The First Time Ever I Saw Your Ground: Goodison, ‘my favourite after Roker’

Pete Sixsmith 

Yesterday Bernard Walker expressed his love for Goodison Park.  Pete Sixsmith will understand why, for it is, as he says above and below:

“…my favourite ground after Roker”.

Read on for an enthralling reminiscence.

Of all the grounds I have visited while following Sunderland, the one that has changed the least is Goodison Park. Two of the four stands are exactly the same as they were I when I first went there in January 1966. The Bullens Road stand (where we are located) still retains its Rokeresque Leitch trellis work and those ever so retro wooden seats, cramped concourses and traditional toilets. And yet, despite those (considerable) drawbacks, I love going there.

Everton dub themselves “The People’s Club” in contrast with their upstart neighbours across Stanley Park who are more “The Tourists’ Club.” Firmly rooted in their Everton Valley community, they moved to Goodison from Anfield in1892, thereby facilitating the founding of Liverpool F.C and giving us the benefits of Bill Shankly and Bob Paisley as well as the less obvious ones of Rafa Benitez and Luis Suarez.

In his book “The Football Grounds of England and Wales” (written 35 years ago and still an essential part of any serious football followers’ bookshelf) Simon Inglis describes Goodison as “the first major football stadium in England.” Located on a field next to St Domingo’s Church, the Everton committee developed it quickly and improved it by hiring Archibald Leitch to build two double decker stands opposite each other.

The main stand from the Bullens as we celebrate a rare win away

The Main Stand (demolished and replaced by the triple decker in 1971) was opened in 1909, with the Bullens Road one following in 1926. These two stands typified football architecture in the opening decades of the 20th Century and had an enormous influence on other stadiums that were developing at this time. Both Ibrox, where the Leitch Stand is a listed structure and Roker followed suit.

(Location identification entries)
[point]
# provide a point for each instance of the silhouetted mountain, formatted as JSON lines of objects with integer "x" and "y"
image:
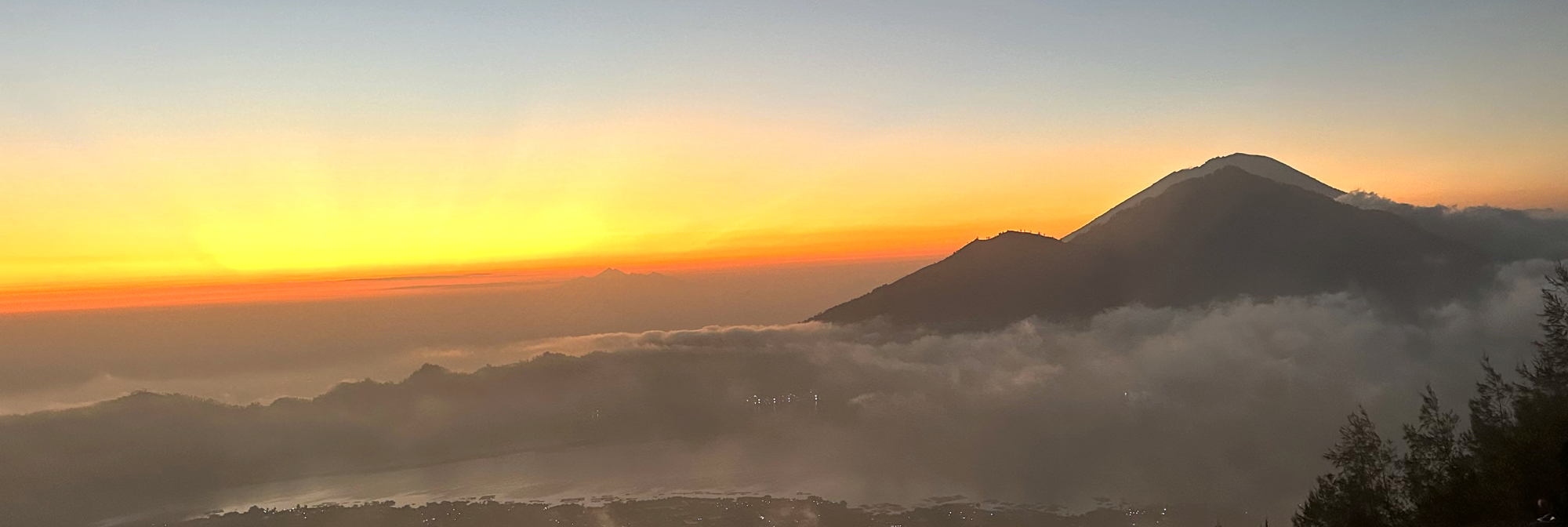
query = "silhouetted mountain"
{"x": 1258, "y": 165}
{"x": 1202, "y": 239}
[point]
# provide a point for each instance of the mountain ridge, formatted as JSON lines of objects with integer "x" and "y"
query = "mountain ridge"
{"x": 1202, "y": 239}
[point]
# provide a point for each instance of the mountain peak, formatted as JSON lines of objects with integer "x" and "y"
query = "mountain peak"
{"x": 1258, "y": 165}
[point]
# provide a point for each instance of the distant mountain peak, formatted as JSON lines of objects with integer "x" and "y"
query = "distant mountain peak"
{"x": 1213, "y": 236}
{"x": 1258, "y": 165}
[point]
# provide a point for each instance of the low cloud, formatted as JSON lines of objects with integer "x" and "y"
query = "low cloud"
{"x": 1222, "y": 405}
{"x": 1508, "y": 234}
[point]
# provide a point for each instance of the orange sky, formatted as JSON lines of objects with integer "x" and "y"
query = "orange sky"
{"x": 175, "y": 219}
{"x": 156, "y": 148}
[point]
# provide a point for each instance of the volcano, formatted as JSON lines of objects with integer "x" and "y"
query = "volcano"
{"x": 1199, "y": 236}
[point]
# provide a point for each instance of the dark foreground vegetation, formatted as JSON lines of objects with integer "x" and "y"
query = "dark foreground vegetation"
{"x": 1508, "y": 468}
{"x": 719, "y": 512}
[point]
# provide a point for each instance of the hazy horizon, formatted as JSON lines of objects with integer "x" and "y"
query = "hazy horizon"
{"x": 760, "y": 264}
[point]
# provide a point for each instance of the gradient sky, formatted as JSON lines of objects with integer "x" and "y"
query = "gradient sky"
{"x": 148, "y": 142}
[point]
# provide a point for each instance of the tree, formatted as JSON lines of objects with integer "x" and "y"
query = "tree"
{"x": 1363, "y": 492}
{"x": 1436, "y": 470}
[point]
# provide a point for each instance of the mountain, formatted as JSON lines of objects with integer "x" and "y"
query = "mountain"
{"x": 1258, "y": 165}
{"x": 1200, "y": 239}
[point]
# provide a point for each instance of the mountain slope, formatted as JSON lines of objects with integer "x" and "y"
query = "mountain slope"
{"x": 1258, "y": 165}
{"x": 1203, "y": 239}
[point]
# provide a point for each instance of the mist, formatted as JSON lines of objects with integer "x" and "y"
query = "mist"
{"x": 1224, "y": 405}
{"x": 256, "y": 352}
{"x": 1506, "y": 234}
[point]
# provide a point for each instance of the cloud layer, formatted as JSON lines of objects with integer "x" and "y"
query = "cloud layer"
{"x": 1508, "y": 234}
{"x": 1224, "y": 405}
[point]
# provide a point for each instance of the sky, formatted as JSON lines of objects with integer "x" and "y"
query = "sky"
{"x": 242, "y": 142}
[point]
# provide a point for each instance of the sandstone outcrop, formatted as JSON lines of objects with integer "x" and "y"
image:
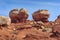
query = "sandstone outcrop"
{"x": 23, "y": 15}
{"x": 41, "y": 15}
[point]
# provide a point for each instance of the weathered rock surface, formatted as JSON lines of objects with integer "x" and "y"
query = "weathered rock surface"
{"x": 22, "y": 29}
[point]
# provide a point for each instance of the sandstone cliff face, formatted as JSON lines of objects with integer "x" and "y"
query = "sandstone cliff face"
{"x": 22, "y": 29}
{"x": 41, "y": 15}
{"x": 13, "y": 15}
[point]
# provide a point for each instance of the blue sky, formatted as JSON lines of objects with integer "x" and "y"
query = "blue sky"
{"x": 32, "y": 5}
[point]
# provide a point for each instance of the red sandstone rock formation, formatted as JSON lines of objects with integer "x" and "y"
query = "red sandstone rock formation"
{"x": 41, "y": 15}
{"x": 13, "y": 15}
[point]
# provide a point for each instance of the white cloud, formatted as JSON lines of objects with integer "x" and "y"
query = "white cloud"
{"x": 45, "y": 3}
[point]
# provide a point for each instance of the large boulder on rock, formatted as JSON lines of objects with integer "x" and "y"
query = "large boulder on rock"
{"x": 13, "y": 15}
{"x": 23, "y": 15}
{"x": 41, "y": 15}
{"x": 5, "y": 21}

**Exercise goal:** Reproduce the Goodison Park reminiscence word for word from "The Main Stand (demolished" to "Roker followed suit.".

**Response to this task:**
The Main Stand (demolished and replaced by the triple decker in 1971) was opened in 1909, with the Bullens Road one following in 1926. These two stands typified football architecture in the opening decades of the 20th Century and had an enormous influence on other stadiums that were developing at this time. Both Ibrox, where the Leitch Stand is a listed structure and Roker followed suit.